### EXERCISE DESCRIPTION
Duplicate the records below line for line without changing anything, and leave the pictures out of your copy.

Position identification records
---*---

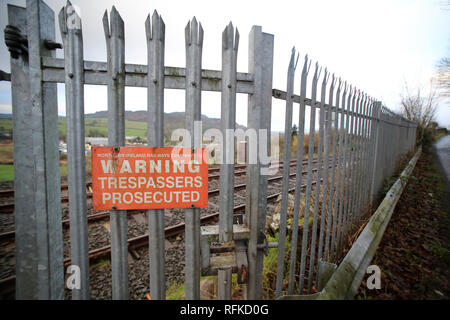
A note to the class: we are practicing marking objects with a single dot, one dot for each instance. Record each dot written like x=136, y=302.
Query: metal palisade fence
x=359, y=144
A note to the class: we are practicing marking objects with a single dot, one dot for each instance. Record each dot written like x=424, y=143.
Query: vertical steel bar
x=320, y=164
x=258, y=119
x=349, y=176
x=155, y=35
x=115, y=42
x=71, y=33
x=298, y=175
x=25, y=223
x=194, y=44
x=364, y=163
x=224, y=283
x=44, y=125
x=327, y=209
x=345, y=177
x=312, y=124
x=358, y=162
x=230, y=43
x=368, y=155
x=354, y=165
x=340, y=173
x=376, y=149
x=286, y=172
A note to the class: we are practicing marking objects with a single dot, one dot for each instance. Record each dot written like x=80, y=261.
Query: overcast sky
x=375, y=45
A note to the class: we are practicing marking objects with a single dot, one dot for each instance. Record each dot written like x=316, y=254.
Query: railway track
x=96, y=217
x=7, y=284
x=9, y=193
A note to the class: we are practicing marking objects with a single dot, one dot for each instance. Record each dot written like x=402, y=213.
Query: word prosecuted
x=149, y=178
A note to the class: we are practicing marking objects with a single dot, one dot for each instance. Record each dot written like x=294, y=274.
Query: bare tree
x=419, y=107
x=443, y=76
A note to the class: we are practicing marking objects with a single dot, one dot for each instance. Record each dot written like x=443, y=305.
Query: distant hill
x=96, y=124
x=172, y=121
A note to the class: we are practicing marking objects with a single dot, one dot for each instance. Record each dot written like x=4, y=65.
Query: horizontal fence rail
x=354, y=142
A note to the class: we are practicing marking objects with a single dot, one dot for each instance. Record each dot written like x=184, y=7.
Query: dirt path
x=414, y=255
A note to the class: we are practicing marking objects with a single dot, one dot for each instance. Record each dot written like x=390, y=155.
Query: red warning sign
x=149, y=178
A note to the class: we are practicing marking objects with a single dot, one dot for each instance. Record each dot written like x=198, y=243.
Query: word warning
x=149, y=178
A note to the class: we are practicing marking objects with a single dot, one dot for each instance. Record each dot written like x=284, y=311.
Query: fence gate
x=358, y=144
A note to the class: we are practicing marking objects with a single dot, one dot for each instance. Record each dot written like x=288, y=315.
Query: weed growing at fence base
x=414, y=254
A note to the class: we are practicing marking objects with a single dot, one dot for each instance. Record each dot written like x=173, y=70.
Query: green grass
x=94, y=127
x=7, y=172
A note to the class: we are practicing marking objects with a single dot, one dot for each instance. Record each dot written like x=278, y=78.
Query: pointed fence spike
x=148, y=28
x=236, y=40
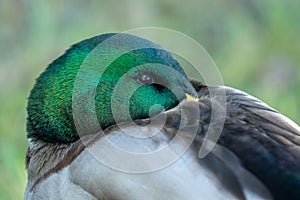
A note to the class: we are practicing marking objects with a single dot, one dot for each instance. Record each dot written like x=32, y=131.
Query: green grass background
x=255, y=44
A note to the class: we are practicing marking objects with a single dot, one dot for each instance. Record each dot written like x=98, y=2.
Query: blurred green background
x=255, y=44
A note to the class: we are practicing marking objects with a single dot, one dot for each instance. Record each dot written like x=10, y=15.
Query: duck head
x=137, y=74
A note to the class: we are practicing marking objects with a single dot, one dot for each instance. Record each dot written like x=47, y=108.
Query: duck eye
x=145, y=79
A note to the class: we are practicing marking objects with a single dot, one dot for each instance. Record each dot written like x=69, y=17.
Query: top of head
x=110, y=69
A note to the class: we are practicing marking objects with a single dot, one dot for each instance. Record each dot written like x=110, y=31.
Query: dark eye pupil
x=145, y=79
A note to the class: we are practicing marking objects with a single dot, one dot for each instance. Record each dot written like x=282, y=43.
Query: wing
x=267, y=142
x=127, y=163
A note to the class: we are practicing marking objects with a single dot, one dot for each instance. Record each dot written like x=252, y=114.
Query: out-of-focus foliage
x=255, y=44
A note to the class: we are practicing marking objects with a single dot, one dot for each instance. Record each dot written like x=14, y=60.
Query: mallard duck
x=72, y=157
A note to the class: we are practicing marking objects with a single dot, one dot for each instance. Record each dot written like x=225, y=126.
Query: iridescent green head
x=118, y=72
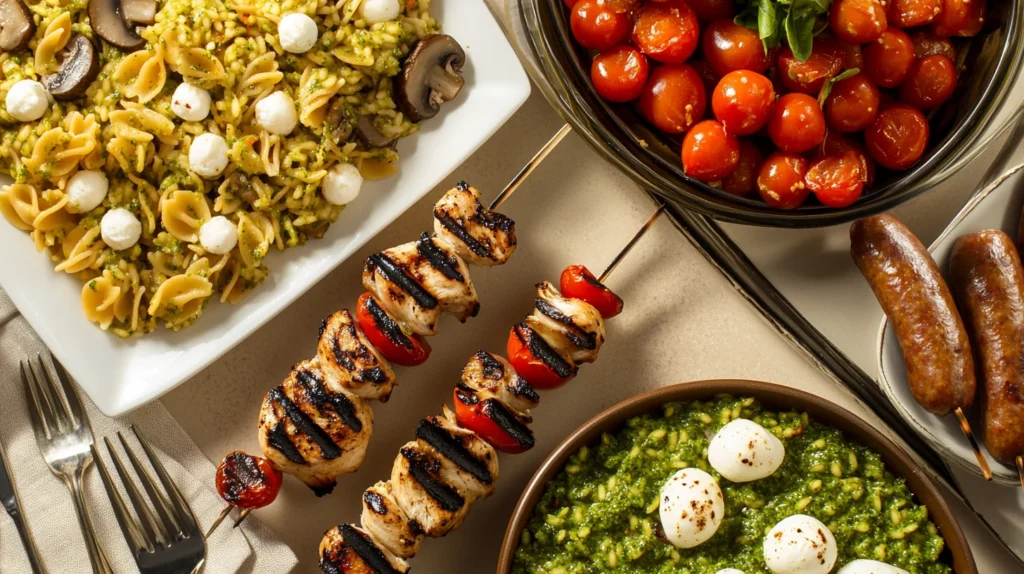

---*---

### FINAL RESULT
A note to the class: we are practicing marking objects with a single dot, one dot for each instance. Record each dot written like x=136, y=302.
Query: metal palisade fence
x=359, y=144
A note to the class: we are practicing marking objects with a single dot, one dot for each instance. Record each dot written like x=424, y=143.
Query: vertical steel bar
x=320, y=164
x=258, y=119
x=349, y=176
x=155, y=35
x=115, y=42
x=71, y=33
x=298, y=175
x=25, y=223
x=194, y=44
x=364, y=163
x=224, y=283
x=44, y=125
x=327, y=209
x=345, y=177
x=312, y=124
x=358, y=162
x=230, y=43
x=368, y=155
x=354, y=165
x=340, y=173
x=376, y=149
x=286, y=172
A note to the class: we are practicing marking objects with a single dot, one dot for each instance. Record each dot written like x=80, y=261.
Query: overcast sky
x=375, y=45
A note to the class: we are practicing marking objects with a single dot, one dot for each instance. Record each dot written like x=316, y=254.
Query: railway track
x=96, y=217
x=7, y=284
x=9, y=193
A note to the class: we are practicing marking objects with a single dot, one dot for each instance. Record each dot written like x=402, y=213.
Query: word prosecuted
x=149, y=178
A note to the class: we are practicing marking objects with a single dot, one dot for each instance. Record each dot written like x=294, y=274.
Query: bare tree
x=419, y=107
x=443, y=76
A note to the class: we are practicing marking objects with a single dot, one dot for each instance. Record each dot written like x=443, y=305.
Query: distant hill
x=96, y=124
x=172, y=121
A note to the class: we are practicing marking objects with a single dot, one dot for each instance. Record each dot written like x=4, y=65.
Query: horizontal fence rail
x=354, y=142
A note to the class: we are practicing marking objects with a single dot, one dot for each instance. Record each dot written like x=184, y=7.
Query: dirt path
x=414, y=255
A note to the class: we are practicing marking objects with a single dot, one dot for each instance. Record each dot written like x=390, y=155.
Query: red warning sign
x=149, y=178
A note to the class: we are practicing marking objects with a single dot, one dot for each instance. Record each dot written like x=198, y=243.
Query: word warning
x=149, y=178
A note to the class: we are practicing marking objects with a single dot, one dot for each instance. Record each dot written like x=284, y=311.
Query: fence gate
x=358, y=144
A note to the class: we are practicing marking objects with a single dot, one dot for each instance. Record each dot written like x=288, y=315.
Query: weed growing at fence base
x=414, y=254
A note to the class: we are practicing marking objects with a single dot, one dot for each instance. Record each dot written like x=173, y=70.
Query: green grass
x=94, y=127
x=7, y=172
A note to the class: we are practicing marking objects with a single dot, one dot for each instance. Record each dot written like x=278, y=78.
Query: pointed fence spike
x=148, y=28
x=236, y=40
A note to the class: we are practicing marking objects with a single dot, one dot for each instance. Record each dot written like x=32, y=131.
Query: green grass background
x=255, y=44
A note to the class: we are practicing marking objects with a single dot, one dot for each instance. Record each dot written like x=98, y=2.
Query: blurred green background
x=255, y=44
A note to the class: we are practicing marking objects with a single dot, one dot for each instance. Record each dot written like x=10, y=15.
Query: duck head
x=137, y=74
A note to the class: we are practicing marking objects with a single dot, one dot for each instance. Record each dot written like x=47, y=108.
Query: duck eye
x=145, y=79
A note to the class: we are practicing marking objects with a single dot, one dot for each instance. Record each dot written like x=69, y=17.
Query: top of head
x=110, y=69
A note to the class: we are practicing marking objects with a single dot, one dot for each instance. Record each dot written like x=110, y=31.
Query: dark eye pupil
x=145, y=79
A note to the class: we are practicing marking objects with a single dot, one dot for each instance. Record each dot written like x=282, y=43.
Query: wing
x=267, y=142
x=127, y=163
A note to the class: we are practicing marking objects with a single dot, one dot for each instance. Record each dot written like x=252, y=114.
Query: out-of-focus foliage
x=255, y=44
A note to the class: we are practicing marking objects with a single dot, one dot for each instance. Record each dot written like x=14, y=60.
Query: mallard duck
x=72, y=157
A note to the class: we are practicing marking objects with a single dot, one dot for each instance. Record each dot written like x=225, y=126.
Query: iridescent green head
x=118, y=72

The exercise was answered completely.